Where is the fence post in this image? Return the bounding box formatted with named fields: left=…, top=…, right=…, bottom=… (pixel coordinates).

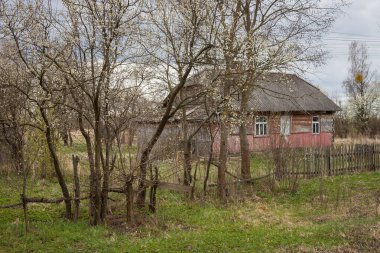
left=371, top=144, right=375, bottom=171
left=306, top=148, right=311, bottom=178
left=149, top=165, right=158, bottom=213
left=125, top=177, right=134, bottom=226
left=326, top=147, right=331, bottom=176
left=376, top=144, right=379, bottom=171
left=72, top=155, right=80, bottom=222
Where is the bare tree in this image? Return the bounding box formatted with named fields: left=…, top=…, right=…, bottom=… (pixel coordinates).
left=135, top=0, right=217, bottom=208
left=234, top=0, right=343, bottom=182
left=0, top=1, right=73, bottom=219
left=1, top=0, right=145, bottom=225
left=343, top=41, right=379, bottom=135
left=213, top=0, right=244, bottom=200
left=51, top=0, right=144, bottom=225
left=0, top=54, right=27, bottom=176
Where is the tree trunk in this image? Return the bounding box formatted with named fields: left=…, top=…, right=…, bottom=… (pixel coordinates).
left=218, top=70, right=233, bottom=201
left=136, top=148, right=150, bottom=208
left=92, top=107, right=102, bottom=225
left=20, top=149, right=29, bottom=233
left=180, top=93, right=192, bottom=186
left=40, top=107, right=72, bottom=220
left=100, top=143, right=110, bottom=223
left=21, top=193, right=29, bottom=233
left=218, top=120, right=228, bottom=200
left=239, top=124, right=251, bottom=181
left=203, top=133, right=214, bottom=196
left=78, top=113, right=97, bottom=225
left=183, top=141, right=192, bottom=186
left=136, top=58, right=209, bottom=208
left=136, top=103, right=180, bottom=208
left=239, top=90, right=252, bottom=182
left=127, top=128, right=135, bottom=147
left=45, top=130, right=72, bottom=219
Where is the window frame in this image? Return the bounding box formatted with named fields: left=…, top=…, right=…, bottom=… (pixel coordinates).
left=280, top=115, right=291, bottom=136
left=312, top=115, right=320, bottom=134
left=255, top=116, right=268, bottom=137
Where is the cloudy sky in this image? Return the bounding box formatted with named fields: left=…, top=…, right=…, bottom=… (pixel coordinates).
left=305, top=0, right=380, bottom=103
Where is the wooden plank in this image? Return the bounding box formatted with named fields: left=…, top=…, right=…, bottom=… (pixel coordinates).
left=362, top=144, right=365, bottom=171
left=327, top=147, right=331, bottom=176
left=346, top=145, right=348, bottom=173
left=372, top=144, right=376, bottom=171
left=375, top=145, right=380, bottom=170
left=342, top=145, right=345, bottom=174
left=349, top=144, right=352, bottom=173
left=341, top=145, right=344, bottom=174
left=350, top=144, right=353, bottom=172
left=376, top=145, right=378, bottom=170
left=359, top=145, right=362, bottom=171
left=371, top=144, right=375, bottom=170
left=376, top=145, right=379, bottom=170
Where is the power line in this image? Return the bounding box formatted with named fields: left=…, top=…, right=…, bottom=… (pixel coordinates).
left=320, top=33, right=380, bottom=55
left=320, top=30, right=380, bottom=44
left=324, top=38, right=380, bottom=43
left=330, top=31, right=380, bottom=38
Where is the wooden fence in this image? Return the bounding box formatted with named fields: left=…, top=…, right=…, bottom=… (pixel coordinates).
left=191, top=144, right=380, bottom=188
left=271, top=144, right=380, bottom=179
left=153, top=144, right=380, bottom=196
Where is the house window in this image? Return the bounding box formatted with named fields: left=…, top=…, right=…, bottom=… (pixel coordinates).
left=255, top=116, right=268, bottom=136
left=280, top=115, right=291, bottom=135
left=312, top=116, right=320, bottom=134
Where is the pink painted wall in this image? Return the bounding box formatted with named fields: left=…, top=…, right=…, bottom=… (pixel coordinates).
left=212, top=114, right=334, bottom=154
left=213, top=131, right=333, bottom=154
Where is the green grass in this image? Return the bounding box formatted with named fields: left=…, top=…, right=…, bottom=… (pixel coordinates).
left=157, top=154, right=270, bottom=186
left=59, top=142, right=89, bottom=155
left=1, top=171, right=379, bottom=252
left=59, top=143, right=138, bottom=156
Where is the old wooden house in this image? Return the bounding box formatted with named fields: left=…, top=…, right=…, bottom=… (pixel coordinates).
left=137, top=72, right=341, bottom=156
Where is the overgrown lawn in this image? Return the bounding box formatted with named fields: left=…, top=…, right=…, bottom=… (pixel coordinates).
left=0, top=171, right=379, bottom=252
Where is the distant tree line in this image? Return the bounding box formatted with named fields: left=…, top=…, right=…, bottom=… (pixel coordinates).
left=334, top=114, right=380, bottom=139
left=334, top=41, right=380, bottom=139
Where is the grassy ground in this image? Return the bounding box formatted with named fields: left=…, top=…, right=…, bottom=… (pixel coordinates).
left=1, top=170, right=379, bottom=252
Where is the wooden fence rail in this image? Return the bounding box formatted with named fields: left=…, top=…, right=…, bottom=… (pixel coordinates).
left=192, top=144, right=380, bottom=188
left=275, top=144, right=380, bottom=178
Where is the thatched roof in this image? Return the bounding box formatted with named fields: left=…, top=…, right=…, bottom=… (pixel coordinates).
left=141, top=71, right=340, bottom=124
left=246, top=73, right=341, bottom=112
left=186, top=71, right=341, bottom=113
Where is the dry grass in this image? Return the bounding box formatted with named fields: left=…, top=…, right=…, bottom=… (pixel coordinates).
left=279, top=223, right=380, bottom=253
left=335, top=137, right=380, bottom=145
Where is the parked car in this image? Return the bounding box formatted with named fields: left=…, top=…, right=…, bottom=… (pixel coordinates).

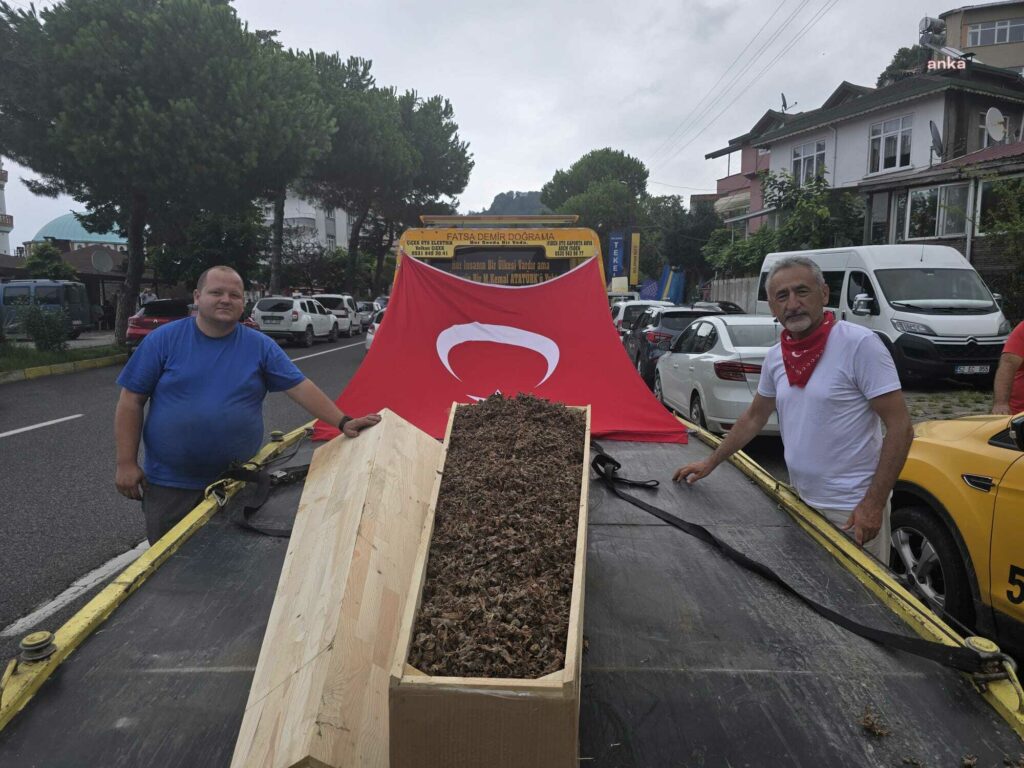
left=252, top=296, right=339, bottom=347
left=374, top=295, right=390, bottom=309
left=126, top=299, right=191, bottom=347
left=607, top=290, right=640, bottom=307
left=892, top=413, right=1024, bottom=655
left=611, top=300, right=674, bottom=339
left=365, top=308, right=384, bottom=351
left=355, top=301, right=377, bottom=331
left=313, top=293, right=359, bottom=336
left=654, top=315, right=781, bottom=435
left=685, top=300, right=746, bottom=314
left=0, top=279, right=93, bottom=339
left=624, top=306, right=723, bottom=387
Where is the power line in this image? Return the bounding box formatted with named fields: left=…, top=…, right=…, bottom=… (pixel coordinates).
left=649, top=181, right=716, bottom=191
left=648, top=0, right=790, bottom=162
left=662, top=0, right=842, bottom=166
left=649, top=0, right=814, bottom=165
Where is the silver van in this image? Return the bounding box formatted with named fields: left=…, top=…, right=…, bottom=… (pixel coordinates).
left=0, top=279, right=93, bottom=339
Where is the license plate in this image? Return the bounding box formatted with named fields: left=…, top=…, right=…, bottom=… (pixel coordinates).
left=264, top=317, right=281, bottom=324
left=955, top=364, right=990, bottom=375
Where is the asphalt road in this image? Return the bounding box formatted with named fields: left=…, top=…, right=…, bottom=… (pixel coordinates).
left=0, top=333, right=368, bottom=658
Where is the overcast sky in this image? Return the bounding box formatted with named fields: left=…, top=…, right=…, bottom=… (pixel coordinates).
left=2, top=0, right=947, bottom=249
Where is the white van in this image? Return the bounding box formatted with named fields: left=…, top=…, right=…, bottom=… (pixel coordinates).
left=755, top=245, right=1011, bottom=382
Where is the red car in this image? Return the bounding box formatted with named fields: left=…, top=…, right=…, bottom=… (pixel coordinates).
left=127, top=299, right=258, bottom=346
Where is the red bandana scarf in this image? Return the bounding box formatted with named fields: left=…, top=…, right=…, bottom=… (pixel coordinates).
left=780, top=312, right=836, bottom=387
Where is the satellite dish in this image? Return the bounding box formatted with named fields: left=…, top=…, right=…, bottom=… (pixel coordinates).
left=929, top=121, right=944, bottom=159
left=985, top=107, right=1007, bottom=143
left=780, top=93, right=797, bottom=113
left=91, top=250, right=114, bottom=273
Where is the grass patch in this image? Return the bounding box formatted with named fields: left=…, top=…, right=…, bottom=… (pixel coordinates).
left=0, top=343, right=126, bottom=373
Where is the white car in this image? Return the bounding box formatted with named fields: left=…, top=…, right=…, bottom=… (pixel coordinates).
left=611, top=300, right=674, bottom=339
left=252, top=296, right=339, bottom=347
left=654, top=314, right=781, bottom=435
left=365, top=308, right=384, bottom=351
left=312, top=293, right=359, bottom=336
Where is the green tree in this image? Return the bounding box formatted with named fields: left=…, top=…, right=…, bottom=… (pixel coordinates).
left=980, top=177, right=1024, bottom=323
left=642, top=195, right=721, bottom=292
left=24, top=241, right=77, bottom=280
left=299, top=55, right=416, bottom=294
left=540, top=148, right=648, bottom=211
left=480, top=191, right=549, bottom=215
left=877, top=45, right=932, bottom=87
left=0, top=0, right=332, bottom=344
left=763, top=171, right=863, bottom=251
left=150, top=205, right=270, bottom=290
left=541, top=149, right=648, bottom=274
left=702, top=171, right=862, bottom=276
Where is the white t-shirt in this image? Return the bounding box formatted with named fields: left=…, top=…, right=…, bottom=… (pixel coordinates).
left=757, top=321, right=901, bottom=511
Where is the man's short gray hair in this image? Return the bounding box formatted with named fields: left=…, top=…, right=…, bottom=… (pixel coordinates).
left=766, top=255, right=826, bottom=294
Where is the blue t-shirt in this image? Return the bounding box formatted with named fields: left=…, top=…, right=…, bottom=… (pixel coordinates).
left=117, top=318, right=305, bottom=489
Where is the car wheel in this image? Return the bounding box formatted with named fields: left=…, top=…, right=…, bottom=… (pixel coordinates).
left=301, top=326, right=314, bottom=348
left=889, top=505, right=975, bottom=626
left=328, top=324, right=338, bottom=343
left=689, top=393, right=708, bottom=430
left=653, top=372, right=666, bottom=406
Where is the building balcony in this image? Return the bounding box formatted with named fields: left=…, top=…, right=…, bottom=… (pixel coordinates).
left=716, top=173, right=751, bottom=196
left=0, top=214, right=13, bottom=232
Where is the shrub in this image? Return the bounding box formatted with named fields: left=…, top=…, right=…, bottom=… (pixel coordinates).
left=24, top=306, right=68, bottom=352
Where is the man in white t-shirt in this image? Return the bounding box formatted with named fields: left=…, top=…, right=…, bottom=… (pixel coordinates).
left=672, top=255, right=914, bottom=560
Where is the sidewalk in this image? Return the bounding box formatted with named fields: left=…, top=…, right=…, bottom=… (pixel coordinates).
left=8, top=330, right=116, bottom=350
left=1, top=330, right=126, bottom=385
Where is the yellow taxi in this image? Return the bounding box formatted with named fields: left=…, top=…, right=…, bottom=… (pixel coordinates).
left=892, top=413, right=1024, bottom=653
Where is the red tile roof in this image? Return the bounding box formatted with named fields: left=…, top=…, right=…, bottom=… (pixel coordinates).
left=938, top=141, right=1024, bottom=168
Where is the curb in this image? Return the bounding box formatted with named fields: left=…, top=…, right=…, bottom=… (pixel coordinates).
left=0, top=353, right=129, bottom=385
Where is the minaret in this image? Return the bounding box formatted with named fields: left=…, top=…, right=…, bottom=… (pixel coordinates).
left=0, top=157, right=12, bottom=255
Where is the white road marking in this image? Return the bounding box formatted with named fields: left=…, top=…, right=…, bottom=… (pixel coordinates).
left=291, top=341, right=364, bottom=362
left=0, top=540, right=149, bottom=638
left=0, top=414, right=84, bottom=440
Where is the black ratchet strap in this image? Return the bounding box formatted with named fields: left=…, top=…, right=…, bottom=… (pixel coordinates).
left=590, top=446, right=997, bottom=675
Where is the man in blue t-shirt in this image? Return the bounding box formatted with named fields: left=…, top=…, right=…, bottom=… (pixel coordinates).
left=114, top=265, right=380, bottom=544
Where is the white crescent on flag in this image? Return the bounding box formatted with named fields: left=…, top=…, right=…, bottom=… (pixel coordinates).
left=435, top=323, right=561, bottom=393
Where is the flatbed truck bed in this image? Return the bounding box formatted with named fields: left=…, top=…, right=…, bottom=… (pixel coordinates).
left=1, top=431, right=1022, bottom=767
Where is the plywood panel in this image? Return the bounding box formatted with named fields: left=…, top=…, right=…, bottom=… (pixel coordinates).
left=231, top=408, right=442, bottom=768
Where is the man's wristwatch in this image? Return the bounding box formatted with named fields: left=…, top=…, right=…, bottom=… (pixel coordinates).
left=338, top=415, right=352, bottom=431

==========

◆ TASK TO CARRY OUT
A faithful copy is required of the lines from the one with "Where is the flatbed" through the last line of the data; please add nothing.

◆ TASK RESPONSE
Where is the flatbed truck bed in this image? Return the bounding box formatted with named fields: left=…, top=…, right=…, bottom=… (pixel coordinates).
left=1, top=431, right=1022, bottom=767
Where is the plywood panel in this image? Return the bounding box formatted with named fields: left=…, top=…, right=…, bottom=… (pixel coordinates).
left=231, top=408, right=442, bottom=768
Where is the man's wristwatch in this image? Return the bounding box formatted with named fields: left=…, top=…, right=…, bottom=… (pixel coordinates).
left=338, top=415, right=352, bottom=431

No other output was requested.